- _WORK INSTRUCTIONS_:
Answer these questions from the meadow-saffron text:
1. Which two parts of the plant are sold in the shops?
2. How much colchicina did Geiger and Hesse give a cat?
3. How long after the injection did the dog in Sir Everard Home's observation die?

- _TEXT SEGMENT_:
- Opening Delimiter -

Of Poisoning with Meadow-Saffron.

The Colchicum autumnale, meadow-saffron, or autumn-crocus, is a more familiar poison in this country than white-hellebore, and seems to possess very similar properties. Two parts of the plant are met with in the shops, the cormus or bulb, and the seeds; both of which are poisonous. Both have a strong, disagreeable, persistent, bitter taste. The seeds, and probably the bulb also, contain a bitter crystalline principle, called colchicina, which is soluble in water, neutralizes acids, and possesses intense activity as a poison.

A good physiological investigation into the action of colchicum as a poison is still wanting. Baron Störck found that two drachms of the dried bulb caused in dogs violent diarrhœa and diuresis, ending fatally.[1] Sir Everard Home observed that the active part of about two drachms dissolved in sherry, caused in a dog, when injected into the jugular vein, slow respiration, languor of the pulse, vomiting, diarrhœa, extreme prostration, and death in five hours.[2]—Geiger and Hesse, the discoverers of colchicina, gave a cat a tenth of a grain, which occasioned salivation, vomiting, purging, staggering, extreme languor, colic, and death in twelve hours.[3]

The effects of colchicum on man, like those observed in animals, rather associate it with the acrid than with the narcotic poisons.

- Closing Delimiter -

- _DATA EXTRACT_:
- Opening Delimiter -

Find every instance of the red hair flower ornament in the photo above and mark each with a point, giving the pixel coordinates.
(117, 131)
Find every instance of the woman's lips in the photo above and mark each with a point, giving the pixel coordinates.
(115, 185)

- Closing Delimiter -

- _EXERCISE SOLUTION_:
1. The cormus or bulb, and the seeds.
2. A tenth of a grain.
3. Five hours.